(Records of labeled points)
* * * * *

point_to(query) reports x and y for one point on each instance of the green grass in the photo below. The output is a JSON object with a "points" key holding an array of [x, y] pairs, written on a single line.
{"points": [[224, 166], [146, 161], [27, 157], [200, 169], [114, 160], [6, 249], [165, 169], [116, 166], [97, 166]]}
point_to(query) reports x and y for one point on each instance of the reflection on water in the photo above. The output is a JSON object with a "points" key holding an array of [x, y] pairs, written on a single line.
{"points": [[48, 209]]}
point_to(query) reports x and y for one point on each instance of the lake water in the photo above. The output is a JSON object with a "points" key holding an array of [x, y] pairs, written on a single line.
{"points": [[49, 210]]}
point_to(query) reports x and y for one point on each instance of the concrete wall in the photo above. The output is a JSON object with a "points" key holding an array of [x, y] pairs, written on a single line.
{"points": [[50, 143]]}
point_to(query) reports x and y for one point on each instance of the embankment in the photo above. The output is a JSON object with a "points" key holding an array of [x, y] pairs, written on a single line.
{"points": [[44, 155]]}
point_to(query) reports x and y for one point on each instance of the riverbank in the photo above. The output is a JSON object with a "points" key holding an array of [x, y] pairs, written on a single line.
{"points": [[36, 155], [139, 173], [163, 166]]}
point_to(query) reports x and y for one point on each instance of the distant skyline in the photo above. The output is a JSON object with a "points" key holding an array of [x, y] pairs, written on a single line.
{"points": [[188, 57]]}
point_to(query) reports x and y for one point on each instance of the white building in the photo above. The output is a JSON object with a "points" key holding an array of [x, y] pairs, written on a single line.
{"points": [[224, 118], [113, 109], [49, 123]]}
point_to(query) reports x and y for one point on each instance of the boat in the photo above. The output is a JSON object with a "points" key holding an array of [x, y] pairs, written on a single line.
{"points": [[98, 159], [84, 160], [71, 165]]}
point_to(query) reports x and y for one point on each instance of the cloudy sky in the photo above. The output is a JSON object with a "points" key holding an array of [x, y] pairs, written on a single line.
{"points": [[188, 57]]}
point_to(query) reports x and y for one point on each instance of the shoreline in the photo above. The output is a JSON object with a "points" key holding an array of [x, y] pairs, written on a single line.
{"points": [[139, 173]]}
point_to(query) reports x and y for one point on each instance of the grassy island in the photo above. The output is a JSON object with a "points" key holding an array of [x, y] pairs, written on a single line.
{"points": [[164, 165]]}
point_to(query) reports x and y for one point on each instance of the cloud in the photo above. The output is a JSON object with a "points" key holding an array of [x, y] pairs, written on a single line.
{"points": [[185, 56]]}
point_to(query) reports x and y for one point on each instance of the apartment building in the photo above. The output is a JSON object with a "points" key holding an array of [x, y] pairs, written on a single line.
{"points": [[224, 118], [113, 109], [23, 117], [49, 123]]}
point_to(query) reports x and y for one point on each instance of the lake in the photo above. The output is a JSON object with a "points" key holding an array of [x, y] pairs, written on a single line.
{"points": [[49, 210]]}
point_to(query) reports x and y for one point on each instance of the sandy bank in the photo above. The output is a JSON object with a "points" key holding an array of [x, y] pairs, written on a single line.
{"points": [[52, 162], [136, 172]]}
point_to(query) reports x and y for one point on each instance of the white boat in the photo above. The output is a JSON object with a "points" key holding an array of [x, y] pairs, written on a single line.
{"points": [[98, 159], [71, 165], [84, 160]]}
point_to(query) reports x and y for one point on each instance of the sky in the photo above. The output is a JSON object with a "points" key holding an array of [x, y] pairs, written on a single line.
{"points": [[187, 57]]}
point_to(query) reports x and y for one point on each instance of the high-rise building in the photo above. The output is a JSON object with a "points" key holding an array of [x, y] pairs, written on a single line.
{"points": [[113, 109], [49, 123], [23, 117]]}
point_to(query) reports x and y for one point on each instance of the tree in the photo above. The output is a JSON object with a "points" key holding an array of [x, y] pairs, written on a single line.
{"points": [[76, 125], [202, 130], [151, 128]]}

* * * * *

• _AIM OF THE TASK_:
Put all of the data above into a two-column CSV with the headers input and output, one row for each instruction and its result. Wrap every value in double quotes and replace any line breaks with spaces.

• _CORRECT ANSWER_:
input,output
"point_to(query) reports x and y for one point on each instance of the green grass in the photo below. The output is a JSON object with a ""points"" key holding an array of [x, y] pairs, written on a single line.","{""points"": [[224, 166], [146, 161], [27, 157], [200, 169], [114, 160], [6, 249], [165, 169], [116, 166], [97, 166]]}"
"point_to(query) reports x and y for one point on each instance of the reflection on water in the photo above. The output is a JSON object with a ""points"" key holding an array of [x, y] pairs, written on a single line.","{""points"": [[48, 209]]}"
"point_to(query) reports x and y for one point on each instance of the lake water in the photo above. The output is a JSON object with a ""points"" key holding an array of [x, y] pairs, written on a single line.","{""points"": [[49, 210]]}"
"point_to(query) reports x and y for one point on each instance of the concrete wall in the photo above. The output is a JSON object with a ""points"" key holding an array of [x, y] pairs, written on a single line.","{""points"": [[50, 143]]}"
"point_to(query) reports x and y for one point on each instance of the embankment in the photo above. The output is a JSON object with a ""points"" key holding an array of [x, y] pairs, written on a single line.","{""points"": [[44, 155]]}"
"point_to(query) reports x and y for one point on each instance of the riverbank in the photo above. The output is a JSON object with a ""points"" key holding an array of [x, y] pairs, written on a single line.","{""points"": [[36, 155], [139, 173], [163, 166]]}"
"point_to(query) reports x and y for one point on each instance of the distant skyline in the photo above. The output is a JSON object with a ""points"" key holding an array of [x, y] pairs, written on a single line.","{""points"": [[188, 57]]}"
"point_to(query) reports x and y for one point on each instance of the white building in the photo above. The output is a JSON object with a ""points"" key holding an array of [x, y] pairs, written on a single line.","{""points"": [[224, 118], [113, 109], [49, 123]]}"
"point_to(query) reports x and y for one point on each instance of the boat in the photo above. The output is a JSON object with a ""points"" key holding an array of [x, y] pairs, written on a single line.","{""points"": [[98, 159], [84, 160], [71, 165]]}"
"point_to(query) reports x and y for one point on each instance of the cloudy sky in the photo above. The output is a JSON object with a ""points"" key holding an array of [x, y] pairs, written on a single line.","{""points"": [[188, 57]]}"
"point_to(query) reports x and y for one point on each instance of the shoreline in the photo above. The output is a JSON object with a ""points"" key holding an array of [x, y] pairs, written on a single line.","{""points"": [[139, 173]]}"
"point_to(query) reports x and y for one point on each instance of the grassy island in the photo above. The output is a JSON object with a ""points"" key holding an array of [x, y] pairs, written on a single line.","{""points"": [[164, 165]]}"
"point_to(query) reports x and y for one point on each instance of the cloud in the photo above. The output is a JSON object with a ""points"" key holding an array of [x, y] pairs, written on a single line.","{""points"": [[185, 56]]}"
"point_to(query) reports x and y for one point on each instance of the apartment building in the photo above. The output is a JSON object with a ""points"" key holding an array of [x, y] pairs, written on a single line.","{""points"": [[224, 118], [113, 109], [23, 117], [49, 123]]}"
"point_to(query) reports x and y for one point on each instance of the lake in the photo above. The output is a JSON object with a ""points"" key holding an array of [x, y] pairs, written on a single line.","{""points"": [[49, 210]]}"
"point_to(query) reports x and y for one point on each instance of the sandy bank in the photo above. The output is a JSON object with a ""points"" key holding an array of [x, y] pairs, written on a single line.","{""points"": [[52, 162], [136, 172]]}"
"point_to(query) reports x and y for one point on each instance of the white boat in the photo above. The output is a JSON object with a ""points"" key holding an array of [x, y] pairs, written on a single line.","{""points"": [[98, 159], [71, 165], [84, 160]]}"
"point_to(query) reports x and y for one point on each instance of the sky in the photo above. The output is a JSON object with a ""points"" key holding an array of [x, y] pairs, written on a single line.","{""points"": [[187, 57]]}"
"point_to(query) reports x and y for one point on each instance of the high-rise building in the photo above. The output is a JSON object with a ""points"" key holding an array of [x, y] pairs, written on a single line.","{""points"": [[113, 109], [49, 123], [23, 117]]}"
"point_to(query) reports x and y for one point on each instance of the tree in the photo above. The output is a JSON object with a ""points"" key holding an array of [x, y] pairs, written on a single line.","{""points"": [[76, 125], [202, 130], [151, 128]]}"